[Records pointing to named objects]
_____
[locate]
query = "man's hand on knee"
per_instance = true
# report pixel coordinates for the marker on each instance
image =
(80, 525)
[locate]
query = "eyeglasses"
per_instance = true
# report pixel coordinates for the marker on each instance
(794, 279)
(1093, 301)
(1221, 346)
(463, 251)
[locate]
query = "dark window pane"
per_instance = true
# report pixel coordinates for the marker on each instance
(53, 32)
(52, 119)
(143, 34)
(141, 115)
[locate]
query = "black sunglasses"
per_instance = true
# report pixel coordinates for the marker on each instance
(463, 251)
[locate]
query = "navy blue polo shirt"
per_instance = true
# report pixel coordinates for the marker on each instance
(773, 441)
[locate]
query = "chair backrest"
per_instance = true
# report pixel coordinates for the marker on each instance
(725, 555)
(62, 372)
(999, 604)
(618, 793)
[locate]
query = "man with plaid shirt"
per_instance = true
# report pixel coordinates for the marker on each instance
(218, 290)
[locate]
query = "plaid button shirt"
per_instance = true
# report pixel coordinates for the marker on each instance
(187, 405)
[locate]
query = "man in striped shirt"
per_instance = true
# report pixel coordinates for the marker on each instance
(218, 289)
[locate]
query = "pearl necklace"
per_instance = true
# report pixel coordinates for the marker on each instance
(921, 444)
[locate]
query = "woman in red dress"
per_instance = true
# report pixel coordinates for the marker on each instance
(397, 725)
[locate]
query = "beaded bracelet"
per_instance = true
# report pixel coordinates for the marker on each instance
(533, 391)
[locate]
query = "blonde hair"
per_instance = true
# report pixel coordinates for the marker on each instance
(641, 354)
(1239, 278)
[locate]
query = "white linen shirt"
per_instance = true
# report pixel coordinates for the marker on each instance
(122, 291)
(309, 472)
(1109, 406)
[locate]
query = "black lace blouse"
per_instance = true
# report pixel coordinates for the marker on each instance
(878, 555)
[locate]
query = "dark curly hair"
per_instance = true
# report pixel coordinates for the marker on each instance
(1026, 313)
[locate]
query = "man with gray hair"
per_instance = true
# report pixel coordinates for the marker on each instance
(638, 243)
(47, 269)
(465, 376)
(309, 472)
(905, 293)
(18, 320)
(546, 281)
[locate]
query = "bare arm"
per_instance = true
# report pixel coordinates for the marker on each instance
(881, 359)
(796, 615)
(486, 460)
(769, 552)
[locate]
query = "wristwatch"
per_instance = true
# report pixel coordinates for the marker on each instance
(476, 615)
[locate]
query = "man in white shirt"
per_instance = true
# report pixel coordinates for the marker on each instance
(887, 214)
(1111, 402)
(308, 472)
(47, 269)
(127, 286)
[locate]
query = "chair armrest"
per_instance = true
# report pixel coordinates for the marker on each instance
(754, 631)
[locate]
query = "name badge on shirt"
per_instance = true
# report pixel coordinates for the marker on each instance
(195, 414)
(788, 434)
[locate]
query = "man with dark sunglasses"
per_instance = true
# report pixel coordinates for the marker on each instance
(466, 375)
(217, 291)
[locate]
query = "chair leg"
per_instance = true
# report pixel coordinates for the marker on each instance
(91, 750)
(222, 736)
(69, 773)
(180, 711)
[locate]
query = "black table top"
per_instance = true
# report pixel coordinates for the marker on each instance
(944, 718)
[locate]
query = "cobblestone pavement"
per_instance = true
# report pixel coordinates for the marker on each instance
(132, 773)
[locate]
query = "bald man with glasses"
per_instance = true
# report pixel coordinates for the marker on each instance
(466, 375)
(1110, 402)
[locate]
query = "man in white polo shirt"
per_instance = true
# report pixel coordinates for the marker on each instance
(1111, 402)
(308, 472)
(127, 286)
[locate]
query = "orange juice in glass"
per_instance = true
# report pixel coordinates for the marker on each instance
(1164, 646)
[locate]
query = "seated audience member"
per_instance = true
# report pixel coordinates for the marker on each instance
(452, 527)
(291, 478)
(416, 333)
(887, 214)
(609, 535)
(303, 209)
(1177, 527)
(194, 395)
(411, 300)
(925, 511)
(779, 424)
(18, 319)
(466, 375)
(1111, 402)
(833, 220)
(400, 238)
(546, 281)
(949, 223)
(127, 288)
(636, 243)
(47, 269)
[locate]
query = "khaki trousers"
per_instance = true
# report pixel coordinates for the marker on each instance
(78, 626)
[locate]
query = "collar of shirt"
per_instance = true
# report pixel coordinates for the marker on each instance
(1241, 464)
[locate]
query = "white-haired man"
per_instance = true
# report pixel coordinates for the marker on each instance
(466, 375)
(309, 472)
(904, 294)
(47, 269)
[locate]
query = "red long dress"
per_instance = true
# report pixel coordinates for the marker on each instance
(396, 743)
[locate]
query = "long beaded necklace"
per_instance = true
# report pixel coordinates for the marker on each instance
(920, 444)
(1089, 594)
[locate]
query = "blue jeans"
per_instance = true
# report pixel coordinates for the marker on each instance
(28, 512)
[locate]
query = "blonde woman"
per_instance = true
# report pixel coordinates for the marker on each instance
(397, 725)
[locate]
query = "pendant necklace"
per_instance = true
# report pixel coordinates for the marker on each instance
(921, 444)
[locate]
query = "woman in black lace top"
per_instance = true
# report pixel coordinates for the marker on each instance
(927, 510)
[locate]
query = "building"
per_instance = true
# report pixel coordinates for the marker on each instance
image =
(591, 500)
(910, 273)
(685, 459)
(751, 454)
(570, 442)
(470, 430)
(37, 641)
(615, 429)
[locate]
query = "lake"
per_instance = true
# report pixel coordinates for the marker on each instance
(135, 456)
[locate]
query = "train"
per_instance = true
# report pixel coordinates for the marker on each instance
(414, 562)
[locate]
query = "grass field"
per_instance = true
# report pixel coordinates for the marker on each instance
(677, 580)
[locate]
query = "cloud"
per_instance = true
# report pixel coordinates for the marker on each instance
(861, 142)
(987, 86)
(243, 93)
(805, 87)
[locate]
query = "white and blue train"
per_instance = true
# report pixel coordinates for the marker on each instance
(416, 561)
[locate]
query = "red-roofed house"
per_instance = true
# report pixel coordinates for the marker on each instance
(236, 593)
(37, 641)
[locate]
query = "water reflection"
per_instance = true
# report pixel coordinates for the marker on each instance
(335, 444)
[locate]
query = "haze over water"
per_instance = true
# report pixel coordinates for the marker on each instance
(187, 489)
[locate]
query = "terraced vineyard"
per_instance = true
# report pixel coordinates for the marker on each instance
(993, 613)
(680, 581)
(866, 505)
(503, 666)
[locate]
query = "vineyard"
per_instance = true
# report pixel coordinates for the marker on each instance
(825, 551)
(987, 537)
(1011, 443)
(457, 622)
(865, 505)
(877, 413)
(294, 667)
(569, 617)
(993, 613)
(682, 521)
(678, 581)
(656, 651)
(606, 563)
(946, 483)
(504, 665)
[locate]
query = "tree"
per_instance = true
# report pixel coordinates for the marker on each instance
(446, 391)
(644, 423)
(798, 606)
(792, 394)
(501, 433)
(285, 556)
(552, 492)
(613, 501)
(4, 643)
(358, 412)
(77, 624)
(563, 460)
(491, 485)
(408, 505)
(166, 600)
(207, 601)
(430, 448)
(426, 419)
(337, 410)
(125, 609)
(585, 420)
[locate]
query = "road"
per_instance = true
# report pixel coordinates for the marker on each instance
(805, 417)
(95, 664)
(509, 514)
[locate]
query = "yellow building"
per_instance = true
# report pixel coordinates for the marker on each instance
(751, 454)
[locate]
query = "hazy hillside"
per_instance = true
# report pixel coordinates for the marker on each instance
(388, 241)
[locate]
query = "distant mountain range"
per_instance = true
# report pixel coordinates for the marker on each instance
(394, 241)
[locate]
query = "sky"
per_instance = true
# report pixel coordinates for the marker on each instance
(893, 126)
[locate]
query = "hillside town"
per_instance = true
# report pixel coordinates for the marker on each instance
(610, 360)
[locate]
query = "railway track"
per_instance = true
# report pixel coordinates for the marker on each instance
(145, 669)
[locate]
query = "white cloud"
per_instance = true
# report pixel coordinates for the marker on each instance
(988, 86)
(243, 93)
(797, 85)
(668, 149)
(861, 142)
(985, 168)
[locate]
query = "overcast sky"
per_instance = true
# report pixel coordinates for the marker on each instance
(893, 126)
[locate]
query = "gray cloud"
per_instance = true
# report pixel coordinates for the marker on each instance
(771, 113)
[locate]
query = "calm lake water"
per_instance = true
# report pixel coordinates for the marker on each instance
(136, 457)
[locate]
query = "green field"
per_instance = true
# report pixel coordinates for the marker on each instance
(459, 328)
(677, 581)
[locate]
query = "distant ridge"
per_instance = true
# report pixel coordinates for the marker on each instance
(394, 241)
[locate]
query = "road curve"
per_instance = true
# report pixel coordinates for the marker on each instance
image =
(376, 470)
_____
## WHAT YOU ARE ASKED TO DO
Count the lines in the material above that contain the string "beaded", matching case exactly. Reply with the number only.

## OUTPUT FOR THIS TASK
2